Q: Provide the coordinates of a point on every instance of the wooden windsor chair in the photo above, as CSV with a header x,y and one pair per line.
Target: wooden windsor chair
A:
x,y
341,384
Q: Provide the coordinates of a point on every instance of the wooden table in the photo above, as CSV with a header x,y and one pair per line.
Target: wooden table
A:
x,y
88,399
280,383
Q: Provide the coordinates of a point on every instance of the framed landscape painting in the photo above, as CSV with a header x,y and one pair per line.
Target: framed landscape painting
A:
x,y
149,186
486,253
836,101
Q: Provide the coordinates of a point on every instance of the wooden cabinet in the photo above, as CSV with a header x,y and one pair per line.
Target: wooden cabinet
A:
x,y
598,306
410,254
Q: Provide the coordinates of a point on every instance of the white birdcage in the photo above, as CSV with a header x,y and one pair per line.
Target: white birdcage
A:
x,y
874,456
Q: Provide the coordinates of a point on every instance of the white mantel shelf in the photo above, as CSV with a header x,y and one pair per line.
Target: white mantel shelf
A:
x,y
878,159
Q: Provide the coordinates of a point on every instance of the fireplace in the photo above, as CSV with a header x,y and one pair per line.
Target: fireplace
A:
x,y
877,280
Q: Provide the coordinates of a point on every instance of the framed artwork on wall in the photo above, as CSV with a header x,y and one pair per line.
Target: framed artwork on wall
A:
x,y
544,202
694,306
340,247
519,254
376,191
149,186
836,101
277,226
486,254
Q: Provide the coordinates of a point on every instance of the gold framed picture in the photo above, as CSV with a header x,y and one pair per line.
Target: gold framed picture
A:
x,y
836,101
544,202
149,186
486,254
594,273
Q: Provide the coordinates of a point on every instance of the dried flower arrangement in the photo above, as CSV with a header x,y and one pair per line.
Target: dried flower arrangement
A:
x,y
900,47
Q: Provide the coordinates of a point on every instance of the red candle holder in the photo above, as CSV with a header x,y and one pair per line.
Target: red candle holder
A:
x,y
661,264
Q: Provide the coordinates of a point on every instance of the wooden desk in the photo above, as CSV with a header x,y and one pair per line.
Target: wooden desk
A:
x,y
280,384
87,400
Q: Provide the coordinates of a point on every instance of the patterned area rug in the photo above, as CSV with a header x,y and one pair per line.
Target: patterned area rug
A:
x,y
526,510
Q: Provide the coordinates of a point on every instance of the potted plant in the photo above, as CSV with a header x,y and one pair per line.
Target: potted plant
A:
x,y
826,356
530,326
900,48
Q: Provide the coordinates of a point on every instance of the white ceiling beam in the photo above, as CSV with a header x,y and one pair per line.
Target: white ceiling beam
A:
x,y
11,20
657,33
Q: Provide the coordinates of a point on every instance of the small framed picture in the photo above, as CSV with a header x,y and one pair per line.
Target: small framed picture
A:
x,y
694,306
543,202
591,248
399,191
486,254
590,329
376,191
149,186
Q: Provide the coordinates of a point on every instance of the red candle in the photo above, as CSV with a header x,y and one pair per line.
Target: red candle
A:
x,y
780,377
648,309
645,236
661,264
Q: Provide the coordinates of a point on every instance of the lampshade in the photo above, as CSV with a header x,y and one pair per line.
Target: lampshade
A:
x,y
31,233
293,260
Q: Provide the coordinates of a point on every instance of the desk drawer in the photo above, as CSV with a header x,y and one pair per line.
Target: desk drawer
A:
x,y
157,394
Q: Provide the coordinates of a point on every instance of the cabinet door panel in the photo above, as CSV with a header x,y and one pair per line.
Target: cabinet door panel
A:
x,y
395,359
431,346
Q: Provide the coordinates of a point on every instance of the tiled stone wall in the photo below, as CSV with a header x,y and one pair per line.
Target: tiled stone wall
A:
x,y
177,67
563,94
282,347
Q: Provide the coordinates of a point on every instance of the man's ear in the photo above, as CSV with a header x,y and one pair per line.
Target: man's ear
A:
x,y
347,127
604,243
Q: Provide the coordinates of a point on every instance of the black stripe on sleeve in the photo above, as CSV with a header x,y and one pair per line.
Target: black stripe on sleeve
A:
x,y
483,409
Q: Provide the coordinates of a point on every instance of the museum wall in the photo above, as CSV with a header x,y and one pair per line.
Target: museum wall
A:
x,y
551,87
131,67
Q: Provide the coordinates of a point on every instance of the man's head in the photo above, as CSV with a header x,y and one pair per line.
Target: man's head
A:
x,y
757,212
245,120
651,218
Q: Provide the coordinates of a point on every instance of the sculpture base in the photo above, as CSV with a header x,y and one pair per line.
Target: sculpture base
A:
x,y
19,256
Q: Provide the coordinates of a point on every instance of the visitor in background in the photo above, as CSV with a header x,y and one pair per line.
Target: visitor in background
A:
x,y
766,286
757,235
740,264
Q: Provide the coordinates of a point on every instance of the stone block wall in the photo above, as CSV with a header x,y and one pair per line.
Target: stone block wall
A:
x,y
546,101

→ Work required
Transcribe each entry verbatim, leaving none out.

→ Response to this task
Q: Provide the coordinates of a point on every instance of the wooden windsor chair in the photo above, as CSV with a header x,y and one pair per line.
Target: wooden windsor chair
A:
x,y
341,384
Q: Provide the coordinates of a point on every instance of the wooden table in the photo above, as CSV with a header x,y and one pair per line.
Target: wooden table
A:
x,y
88,399
280,383
Q: Provide the coordinates of a point on every instance of the framed landscape painting in the photo above, as CSV with a header x,y and one pair per line.
Target: framed landscape painting
A:
x,y
149,186
486,253
836,101
Q: Provide the coordinates of a point on every instance of the wooden cabinet in the photo above, as CSV with a header x,y and one pair per line.
Target: wooden cabinet
A:
x,y
598,306
410,254
Q: Provide the coordinates of a point on every instance of the white birdcage in the photo above, as CSV with a header x,y and one pair per line.
Target: white birdcage
A:
x,y
874,456
Q: Provide the coordinates of a point on every instance of the white mantel shelf in the photo above, as CSV with a header x,y and one pair per line.
Target: white mantel shelf
A:
x,y
878,159
Q: Provide the coordinates of a point on every instance of the fireplace in the photo above, as CSV with a header x,y and one pair per line.
Target: fireplace
A:
x,y
877,280
Q: Provide the coordinates of a point on every instance of the framed artwork on wall in the photo above, as CSV with a header x,y and one pair per line.
Target: framed artwork on wall
A:
x,y
544,202
694,306
340,247
519,254
376,191
149,186
836,101
277,226
486,254
Q: Provide the coordinates of a point on every instance of the gold framed picture in the photo above, as CSV with a header x,y and one pair per line.
Target: gold framed picture
A:
x,y
836,101
544,202
149,186
486,254
594,273
Q: Provide the coordinates of a point on every instance of the dried flower arrangement in the photo above, as CSV with a header x,y and one pair per line.
Target: dried flower arrangement
A:
x,y
900,47
Q: Provide the coordinates of a point on every instance of the red candle holder in the photo above, as CSV with a header x,y and one pair per line.
Target: red candle holder
A:
x,y
661,264
Q: Provide the coordinates of a point on every instance of the wooden desk in the photo above, as CSV with a header x,y and one pair per line.
Target: wooden desk
A:
x,y
280,384
87,400
Q: Provide the coordinates of a point on every instance of the patterned area rug in the photo above, as CSV with a header x,y and one pair per line.
Target: patterned area rug
A:
x,y
526,510
Q: Provide the coordinates of a point on every instance of the potted plant in the photo above, as CSV with a header x,y and one pair per line.
Target: potted plant
A:
x,y
826,356
530,326
900,48
Q: Provide the coordinates of a point on every instance of the white ceiling beam in the photo above, as CSV with a header x,y and one pair per line.
Target: white ceiling beam
A:
x,y
11,20
657,33
Q: Provide the coordinates of a point on every instance of the small framed picture in the photo above, as CSV with a header x,y and one pair per line.
Target: small framed picture
A:
x,y
694,306
543,202
591,248
399,191
486,254
590,329
376,191
149,186
Q: Provide the coordinates of a point on every instance of the red candle in the photo above, as CSV with a header x,y and one pair per line.
Target: red candle
A:
x,y
780,377
648,309
645,236
661,264
Q: Provide the coordinates of a point on every instance of the lampshade in the photo above, as CSV with a header x,y and one pair per line.
Target: lampshade
A:
x,y
31,233
293,260
Q: Provide the coordinates of a point on every instance of the desk drawer in the photo above, as CSV with a header x,y and one pair per line.
Target: desk drawer
A:
x,y
157,394
Q: Provide the coordinates of a point on every instance of the cabinet door panel in the photo above, as CSV with a header x,y and one pair per line.
Target: cabinet door panel
A:
x,y
395,359
431,346
Q: Provide the coordinates of a point on every instance of the tiled stone wall in the photo below, as CSV with a header x,y and one pair per line.
Target: tiled stone wall
A:
x,y
177,67
563,94
282,347
Q: Provide the coordinates of a point on every instance of the man's ear in the photo above, as CSV with a header x,y and one pair per line.
Target: man's ear
A:
x,y
347,127
604,243
Q: Provide the coordinates of a point on every instance of the black stripe on sleeve in the photo above, as CSV with a header x,y and one pair per line.
Target: black stripe on sleeve
A:
x,y
483,409
Q: Provide the coordinates of a point on every instance of the museum wall in the photo above, as CSV with a header x,y and one pair per line.
Target: museum wall
A:
x,y
551,87
131,67
Q: Provide the coordinates of a point on every instance of the man's head in the photo above, as CSV with a header x,y and one pair per line.
Target: man's head
A:
x,y
757,212
245,120
651,218
Q: Provide the coordinates of a point on every instance of the sculpture base in the photo above, as CSV with a header x,y and one pair per line.
Target: sculpture base
A:
x,y
19,256
Q: Provide the coordinates of a point on every instance of the visitor in background in the photo above, as CSV with a header x,y and one pair per line.
Target: visitor in background
A:
x,y
766,286
757,235
740,264
Q: Provide the coordinates of a point on every instance of the stone block wall in the photo above, as CSV with a header x,y and one pair per line.
Target: stone block wall
A:
x,y
546,101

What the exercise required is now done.